Thread: optimization ideas for frequent, large(ish) updates in frequently accessed DB?

optimization ideas for frequent, large(ish) updates in frequently accessed DB?

From
"Marinos J. Yannikos"
Date:
Hi,

one of our tables has to be updated frequently, but concurrently running
SELECT-queries must also have low latency times (it's being accessed
through a web interface).

I'm looking for ideas that might improve the interactive performance of
the system, without slowing down the updates too much. Here are the
characteristics of the table and its use:

- approx. 2 million rows

- approx. 4-5 million rows per day are replaced in short bursts of
1-200k rows (average ~3000 rows per update)

- the table needs 6 indexes (not all indexes are used all the time, but
keeping them all the time slows the system down less than re-creating
some of them just before they're needed and dropping them afterwards)

- an "update" means that 1-200k rows with a common value in a particular
field are replaced with an arbitrary number of new rows (with the same
value in that field), i.e.:

begin transaction;
   delete from t where id=5;
   insert into t (id,...) values (5,...);
   ... [1-200k rows]
end;

The problem is, that a large update of this kind can delay SELECT
queries running in parallel for several seconds, so the web interface
used by several people will be unusable for a short while.

Currently, I'm using temporary tables:

create table xyz as select * from t limit 0;
insert into xyz ...
...
begin transaction;
delete from t where id=5;
insert into t select * from xyz;
end;
drop table xyz;

This is slightly faster than inserting directly into t (and probably
faster than using COPY, even though using that might reduce the overall
load on the database).

What other possibilities are there, other than splitting up the 15
columns of that table into several smaller tables, which is something
I'd like to avoid? Would replication help? (I doubt it, but haven't
tried it yet...) Writing to one table (without indexes) and creating
indexes and renaming it to the "read table" periodically in a double
buffering-like fashion wouldn't work either(?), since the views and
triggers would have to be re-created every time as well and other
problems might arise.

The postgresql.conf options are already reasonably tweaked for
performance(IMHO), but perhaps some settings are particularly critical:

shared_buffers=100000
(I tried many values, this seems to work well for us - 12GB RAM)

Collected data:
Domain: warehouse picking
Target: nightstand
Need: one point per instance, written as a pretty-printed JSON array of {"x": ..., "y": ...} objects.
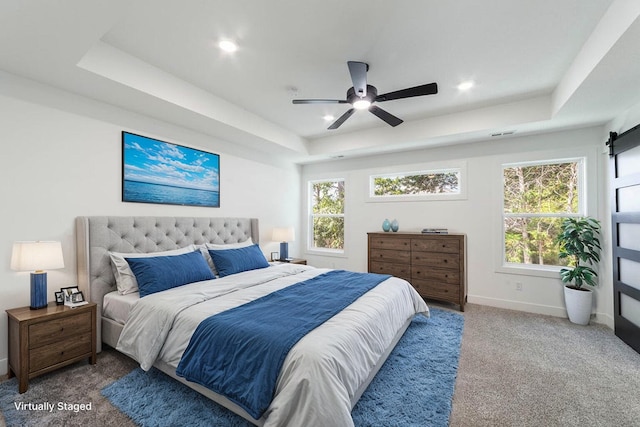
[{"x": 44, "y": 340}]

Tasks to perform:
**a)** Reproduce the part of the database update thread between "This is slightly" and "problems might arise.", inclusive.
**b)** Write the next part of the database update thread, picking up after its final line.
The listing bears no relation to the database update thread.

Solved problems:
**a)**
This is slightly faster than inserting directly into t (and probably
faster than using COPY, even though using that might reduce the overall
load on the database).

What other possibilities are there, other than splitting up the 15
columns of that table into several smaller tables, which is something
I'd like to avoid? Would replication help? (I doubt it, but haven't
tried it yet...) Writing to one table (without indexes) and creating
indexes and renaming it to the "read table" periodically in a double
buffering-like fashion wouldn't work either(?), since the views and
triggers would have to be re-created every time as well and other
problems might arise.

**b)**
wal_buffers=500
sort_mem=800000
checkpoint_segments=16
effective_cache_size=1000000
etc.

Any help/suggestions would be greatly appreciated... Even if it's
something like "you need a faster db box, there's no other way" ;-)

Regards,
  Marinos

Marinos,

> shared_buffers=100000
> (I tried many values, this seems to work well for us - 12GB RAM)
> wal_buffers=500
> sort_mem=800000
> checkpoint_segments=16
> effective_cache_size=1000000
> etc.

800MB for sort mem?   Are you sure you typed that correctly?   You must be
counting on not having a lot of concurrent queries.  It sure will speed up
index updating, though!

I think you might do well to experiment with using the checkpoint_delay and
checkpoint_sibilings settings in order to get more efficient batch processing
of updates while selects are going on.  I would also suggest increasing
checkpoint segments as much as your disk space will allow; I know one
reporting database I run that does batch loads is using 128 (which is about a
gig of disk, I think).

What have you set max_fsm_relations and max_fsm_pages to?  The latter should
be very high for you, like 10,000,000

For that matter, what *version* of PostgreSQL are you running?

Also, make sure that your tables get vaccuumed regularly.

> Any help/suggestions would be greatly appreciated... Even if it's
> something like "you need a faster db box, there's no other way" ;-)

Well, a battery-backed RAID controller with a fast cache would certainly help.

You'll also be glad to know that a *lot* of the improvements in the upcoming
PostgreSQL 7.5 are aimed at giving better peformance on large, high-activity
databases like yours.

--
-Josh Berkus
 Aglio Database Solutions
 San Francisco


Re: optimization ideas for frequent, large(ish) updates in frequently accessed DB?

From
Manfred Koizar
Date:
On Fri, 13 Feb 2004 01:58:34 +0100, "Marinos J. Yannikos"
<mjy@geizhals.at> wrote:
>I'm looking for ideas that might improve the interactive performance of
>the system, without slowing down the updates too much.

IOW, you could accept slower updates.  Did you actually try and throttle
down the insert rate?

> Here are the
>characteristics of the table and its use:
>
>- approx. 2 million rows

Doesn't sound worrying.  What's the min/max/average size of these rows?
How large is this table?
    SELECT relpages FROM pg_class WHERE relname='...';

What else is in this database, how many tables, how large is the
database (du $PGDATA)?

>- approx. 4-5 million rows per day are replaced in short bursts of
>1-200k rows (average ~3000 rows per update)

How often do you VACUUM [ANALYSE]?

>- the table needs 6 indexes (not all indexes are used all the time, but
>keeping them all the time slows the system down less than re-creating
>some of them just before they're needed and dropping them afterwards)

I agree.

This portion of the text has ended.